[Extracted data entries]
____________

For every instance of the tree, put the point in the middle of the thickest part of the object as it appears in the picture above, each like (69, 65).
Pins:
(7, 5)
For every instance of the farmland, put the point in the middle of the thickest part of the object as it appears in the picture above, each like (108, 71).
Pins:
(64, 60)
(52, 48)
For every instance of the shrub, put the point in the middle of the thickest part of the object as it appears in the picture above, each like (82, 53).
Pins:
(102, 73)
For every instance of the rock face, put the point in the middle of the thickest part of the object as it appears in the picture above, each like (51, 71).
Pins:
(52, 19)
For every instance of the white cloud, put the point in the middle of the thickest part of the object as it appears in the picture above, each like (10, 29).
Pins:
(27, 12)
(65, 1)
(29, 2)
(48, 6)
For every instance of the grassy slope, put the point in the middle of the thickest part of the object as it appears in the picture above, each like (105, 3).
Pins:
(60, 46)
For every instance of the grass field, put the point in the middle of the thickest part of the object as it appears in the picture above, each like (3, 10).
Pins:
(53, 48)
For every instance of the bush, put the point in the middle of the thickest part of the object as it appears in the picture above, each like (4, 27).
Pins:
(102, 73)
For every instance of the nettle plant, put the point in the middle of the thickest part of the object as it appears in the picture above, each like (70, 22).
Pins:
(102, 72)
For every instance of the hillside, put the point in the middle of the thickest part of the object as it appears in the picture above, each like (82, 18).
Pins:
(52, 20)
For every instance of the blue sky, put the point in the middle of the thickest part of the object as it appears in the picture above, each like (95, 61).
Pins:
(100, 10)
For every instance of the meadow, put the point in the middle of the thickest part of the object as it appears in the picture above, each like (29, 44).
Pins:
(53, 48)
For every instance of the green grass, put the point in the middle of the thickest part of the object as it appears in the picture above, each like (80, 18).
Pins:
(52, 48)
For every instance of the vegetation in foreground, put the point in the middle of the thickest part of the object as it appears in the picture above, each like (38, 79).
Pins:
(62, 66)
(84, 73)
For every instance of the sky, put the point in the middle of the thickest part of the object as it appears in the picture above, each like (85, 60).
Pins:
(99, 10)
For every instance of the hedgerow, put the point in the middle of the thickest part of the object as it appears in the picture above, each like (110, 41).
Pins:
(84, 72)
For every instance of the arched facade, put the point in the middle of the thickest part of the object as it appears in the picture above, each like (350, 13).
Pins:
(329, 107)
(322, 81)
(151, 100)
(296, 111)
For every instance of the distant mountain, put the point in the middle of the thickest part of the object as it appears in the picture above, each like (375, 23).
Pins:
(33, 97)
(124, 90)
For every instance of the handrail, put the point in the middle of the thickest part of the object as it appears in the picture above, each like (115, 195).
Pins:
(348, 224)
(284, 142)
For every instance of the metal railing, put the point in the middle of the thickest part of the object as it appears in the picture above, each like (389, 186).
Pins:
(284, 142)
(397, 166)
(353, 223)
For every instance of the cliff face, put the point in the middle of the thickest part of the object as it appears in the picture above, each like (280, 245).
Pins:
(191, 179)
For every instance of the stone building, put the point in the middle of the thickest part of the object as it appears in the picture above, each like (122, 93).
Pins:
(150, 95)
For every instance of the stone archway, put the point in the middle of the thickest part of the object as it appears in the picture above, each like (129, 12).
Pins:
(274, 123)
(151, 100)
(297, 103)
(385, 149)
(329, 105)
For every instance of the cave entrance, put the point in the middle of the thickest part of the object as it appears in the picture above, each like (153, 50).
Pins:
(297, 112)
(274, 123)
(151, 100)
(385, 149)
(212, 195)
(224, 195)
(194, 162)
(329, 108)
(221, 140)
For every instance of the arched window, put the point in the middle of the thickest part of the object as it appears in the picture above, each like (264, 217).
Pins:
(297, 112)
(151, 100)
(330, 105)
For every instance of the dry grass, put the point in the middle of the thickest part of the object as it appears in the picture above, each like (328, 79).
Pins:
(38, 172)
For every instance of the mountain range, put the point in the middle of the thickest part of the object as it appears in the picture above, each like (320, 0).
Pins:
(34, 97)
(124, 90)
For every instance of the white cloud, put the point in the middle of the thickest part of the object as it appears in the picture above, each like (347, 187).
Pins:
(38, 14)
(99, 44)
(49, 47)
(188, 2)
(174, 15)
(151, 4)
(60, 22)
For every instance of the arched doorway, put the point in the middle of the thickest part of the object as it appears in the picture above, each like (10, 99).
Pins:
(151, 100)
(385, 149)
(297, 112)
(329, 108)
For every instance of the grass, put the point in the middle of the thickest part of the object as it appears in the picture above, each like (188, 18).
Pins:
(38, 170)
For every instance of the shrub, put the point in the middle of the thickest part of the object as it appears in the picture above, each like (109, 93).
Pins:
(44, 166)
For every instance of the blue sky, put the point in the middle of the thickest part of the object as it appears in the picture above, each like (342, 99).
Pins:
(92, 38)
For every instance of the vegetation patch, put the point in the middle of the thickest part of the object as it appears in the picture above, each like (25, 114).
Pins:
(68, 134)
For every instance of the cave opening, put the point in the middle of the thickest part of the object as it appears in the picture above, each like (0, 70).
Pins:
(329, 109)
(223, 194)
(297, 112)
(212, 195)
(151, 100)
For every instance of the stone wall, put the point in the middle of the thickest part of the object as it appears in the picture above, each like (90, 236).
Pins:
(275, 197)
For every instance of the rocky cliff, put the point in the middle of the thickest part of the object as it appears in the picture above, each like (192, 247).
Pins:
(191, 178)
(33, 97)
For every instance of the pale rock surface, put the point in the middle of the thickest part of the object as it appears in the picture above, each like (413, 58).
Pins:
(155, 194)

____________

What is required — Note every line of the entries in which "stone" appears, and copy it down.

Answer section —
For every instance of the stone building, put the point in the middle of the thickest part of the object as it appears in the picture above, each like (122, 93).
For every instance of the stone archway, put the point in the middle of the thickest part of the object as it appears in the picture above, each like (129, 12).
For every instance of the stone wall, put the point in the middle of the thickest part of the object as it appears in the picture above, each like (90, 236).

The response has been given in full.